Tuesday, September 16, 2008

Would You Mind? We're Talking About Shirts

"So, where do you stand on the men with no shirts debate?" "What men with no shirts debate?" "Men with no shirts in bars and supermarkets and so on." "Never thought about it. Never been bothered about it." Thus replied a bar-owner (female). The bar in question has a terrace and it is in Puerto Alcúdia. There is a bar in Puerto Pollensa that does not have a terrace and also has a sign saying "no shirt, no sale" - or something like that.

What does it matter? Shirtlessness, that is. Elsewhere, I have seen an exchange about this in the context of the alleged increased tackiness of Puerto Pollensa. Men with no shirts. God forbid. And in the resort of the blessed that is Puerto Pollensa, as opposed to the resort of the damned of Puerto Alcúdia. What will become of us all? At the one extreme, I fancy there are those who would prefer males to be clad in safari suit and pith helmet and to be carrying a stout cane with some flagellant straps on the end with which to ward off flies and the natives. At the other, there are those who seem only to have brought with them a pair of shorts and flip-flops and ward off everyone and everything with an expanse of belly. Avert that child's eyes and put blinkers on that horse! A semi-naked man, with added lard!

Some people have no class. That's undoubtedly the case. When last nosebagging at Taste of India, a gentleman of body artwork seated himself at the adjoining table - minus shirt. Why? Would the same gentleman tackle a tikka masala in his local Indian back home bare to the waist? No, I don't imagine he would. It may be warm, but it's not a nudist colony. And even at nudist colonies, mercifully, people generally dress for dinner.

There is of course body and body. Unfortunately, there is often far too much body. The Phil Mitchell-isation of the British male is a curious, knuckles-to-the-fore, arms in the Dubya coat-hanger-position phenomenon of mob-instinct peer-grouping among adults who really ought to know better. And there was I thinking that "clone" was a gay motif. Gut, tattoos, a low-number head shave. Ultra attractive. Many moons ago, I noted here that two Spanish women in the Eroski supermarket uttered "guapo" (lovely) in a sarcastic tone as two Mitchells who had failed to pack a shirt bullocked by - vast beef mountains of flesh that should have been carved up and had the toothpick of a price per kilo stuck into them on the meat counter. What on Earth do they think they look like? Eroski seems to have given up with its sign asking for a shirt and something on the feet. It had little effect, so the poor, demure girlies at the check-outs still get a very full frontal of stomach and man boob in glorious pink.

### Supplied data
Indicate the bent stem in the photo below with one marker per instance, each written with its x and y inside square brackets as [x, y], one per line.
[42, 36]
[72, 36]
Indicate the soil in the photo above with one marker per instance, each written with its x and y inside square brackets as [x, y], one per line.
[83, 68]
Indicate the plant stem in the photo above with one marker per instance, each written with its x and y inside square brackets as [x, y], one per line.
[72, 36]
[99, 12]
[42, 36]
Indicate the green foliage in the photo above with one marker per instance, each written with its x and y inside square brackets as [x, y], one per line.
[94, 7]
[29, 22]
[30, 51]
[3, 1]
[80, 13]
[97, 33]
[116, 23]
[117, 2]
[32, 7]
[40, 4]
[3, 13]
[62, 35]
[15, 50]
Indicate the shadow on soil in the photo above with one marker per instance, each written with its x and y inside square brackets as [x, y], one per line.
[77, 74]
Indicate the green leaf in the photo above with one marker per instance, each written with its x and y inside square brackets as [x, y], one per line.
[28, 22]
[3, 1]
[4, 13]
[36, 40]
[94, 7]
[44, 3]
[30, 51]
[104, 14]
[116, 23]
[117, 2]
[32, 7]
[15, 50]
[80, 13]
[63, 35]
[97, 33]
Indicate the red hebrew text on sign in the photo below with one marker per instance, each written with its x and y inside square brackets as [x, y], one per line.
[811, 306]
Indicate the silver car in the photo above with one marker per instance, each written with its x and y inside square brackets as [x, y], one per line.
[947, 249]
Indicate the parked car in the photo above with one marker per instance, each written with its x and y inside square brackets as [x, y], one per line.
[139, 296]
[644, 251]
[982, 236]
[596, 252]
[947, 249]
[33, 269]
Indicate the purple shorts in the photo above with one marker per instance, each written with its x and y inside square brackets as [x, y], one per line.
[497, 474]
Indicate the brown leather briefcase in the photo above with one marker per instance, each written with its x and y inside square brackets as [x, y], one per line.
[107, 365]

### Task list
1. Translate this sentence from the blog post about shirtless men into Spanish: "It may be warm, but it's not a nudist colony."
2. Please resume the blog post about shirtless men after its final sentence, which ends "in glorious pink."

### Response list
1. Puede que haga calor, pero no es una colonia nudista.

2.
There again, they are on holiday. And when on holiday, any decorum that may have been attained over the years is left on the airplane, deposited in the EasyJet rubbish sack. Not though that I am without some sympathy. Restaurants, main supermarkets, chemists - here are places of almost Catholic reverence that require the male equivalent of the something on the female shoulder. But bars, those with terraces especially, and on the streets? When you come from a land of the summer midday moon, every opportunity is needed for third-degree sunburn on that voluminous hillock of ashen belly.

The real problem is that places like Puerto Alcúdia and Puerto Pollensa have never quite managed to reconcile the fact that they are holiday resorts and also working, everyday towns. Viewed through the eyes of someone living in either (and also by those tourists who remembered to include a shirt on their packing list), there is something of the naff about troops of the non-shirted parading the streets. But to how many tourists does it actually occur that there is life beyond the beach and the pool? No, I don't blame them. Unappealing it may be for some, but it's holiday. Just be thankful they brought their shorts.


SUNWING GETS IT IN THE NECK
When a hotel and apartment complex has been around for getting on for 40 years, there comes a time for a bit of smartening up. And over the past winter, the Sunwing Resort in Puerto Alcúdia received just a refurb. Would have cost a bit. Unfortunately, it's going to cost a bit more. "The Diario" reports on a fine of some 750 grand for works that apparently didn't have the right licence and that caused a nuisance to neighbours. Oops.


QUIZ
Yesterday's title - The Jam, "That's Entertainment" (http://www.youtube.com/watch?v=mv55WsedLYI). Today's title - this comes from something by some of the greatest lunatics of British popular music - and they were?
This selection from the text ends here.